-- YOUR TASK --
Your job is to report every line of the entries that has "Sample".

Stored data
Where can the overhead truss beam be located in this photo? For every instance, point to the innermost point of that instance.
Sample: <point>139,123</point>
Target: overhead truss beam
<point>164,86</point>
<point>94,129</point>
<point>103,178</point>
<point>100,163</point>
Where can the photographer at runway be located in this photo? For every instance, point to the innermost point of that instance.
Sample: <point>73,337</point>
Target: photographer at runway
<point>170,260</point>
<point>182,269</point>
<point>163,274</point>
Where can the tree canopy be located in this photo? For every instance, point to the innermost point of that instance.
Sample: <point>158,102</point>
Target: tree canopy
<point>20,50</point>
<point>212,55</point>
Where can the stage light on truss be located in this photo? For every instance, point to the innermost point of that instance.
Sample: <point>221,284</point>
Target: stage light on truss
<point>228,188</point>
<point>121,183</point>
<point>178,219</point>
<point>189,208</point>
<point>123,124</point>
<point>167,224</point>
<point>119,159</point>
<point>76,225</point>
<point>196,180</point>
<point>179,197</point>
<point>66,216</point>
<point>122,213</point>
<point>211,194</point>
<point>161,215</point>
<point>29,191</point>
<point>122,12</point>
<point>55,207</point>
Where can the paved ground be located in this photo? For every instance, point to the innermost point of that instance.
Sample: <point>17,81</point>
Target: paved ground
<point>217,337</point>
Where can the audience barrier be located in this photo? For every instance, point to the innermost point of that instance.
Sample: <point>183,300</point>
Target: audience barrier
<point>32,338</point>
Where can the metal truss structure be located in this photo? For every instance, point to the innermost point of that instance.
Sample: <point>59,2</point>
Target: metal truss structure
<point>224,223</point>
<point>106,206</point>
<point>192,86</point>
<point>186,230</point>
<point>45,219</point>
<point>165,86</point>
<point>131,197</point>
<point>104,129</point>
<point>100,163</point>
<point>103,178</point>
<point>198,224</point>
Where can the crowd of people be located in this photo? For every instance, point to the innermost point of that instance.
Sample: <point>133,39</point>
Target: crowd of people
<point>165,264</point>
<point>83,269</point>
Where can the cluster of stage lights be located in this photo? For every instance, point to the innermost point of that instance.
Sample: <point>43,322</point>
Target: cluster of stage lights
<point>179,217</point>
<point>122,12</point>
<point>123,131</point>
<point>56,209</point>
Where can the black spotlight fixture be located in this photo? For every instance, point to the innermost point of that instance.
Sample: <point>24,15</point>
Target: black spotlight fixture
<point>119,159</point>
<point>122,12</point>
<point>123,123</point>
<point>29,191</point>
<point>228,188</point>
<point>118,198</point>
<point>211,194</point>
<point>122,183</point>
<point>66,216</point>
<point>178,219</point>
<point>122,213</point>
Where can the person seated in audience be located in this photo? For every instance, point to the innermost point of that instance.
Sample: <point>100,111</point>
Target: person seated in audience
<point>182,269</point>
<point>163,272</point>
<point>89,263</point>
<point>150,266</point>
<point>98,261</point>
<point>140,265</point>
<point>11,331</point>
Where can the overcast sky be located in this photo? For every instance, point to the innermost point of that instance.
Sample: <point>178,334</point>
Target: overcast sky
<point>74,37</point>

-- YOUR RESPONSE --
Sample: <point>139,123</point>
Sample: <point>73,337</point>
Sample: <point>158,102</point>
Sample: <point>221,284</point>
Sample: <point>17,81</point>
Sample: <point>183,300</point>
Sample: <point>59,2</point>
Sample: <point>133,39</point>
Sample: <point>43,322</point>
Sample: <point>24,15</point>
Sample: <point>100,111</point>
Sample: <point>178,334</point>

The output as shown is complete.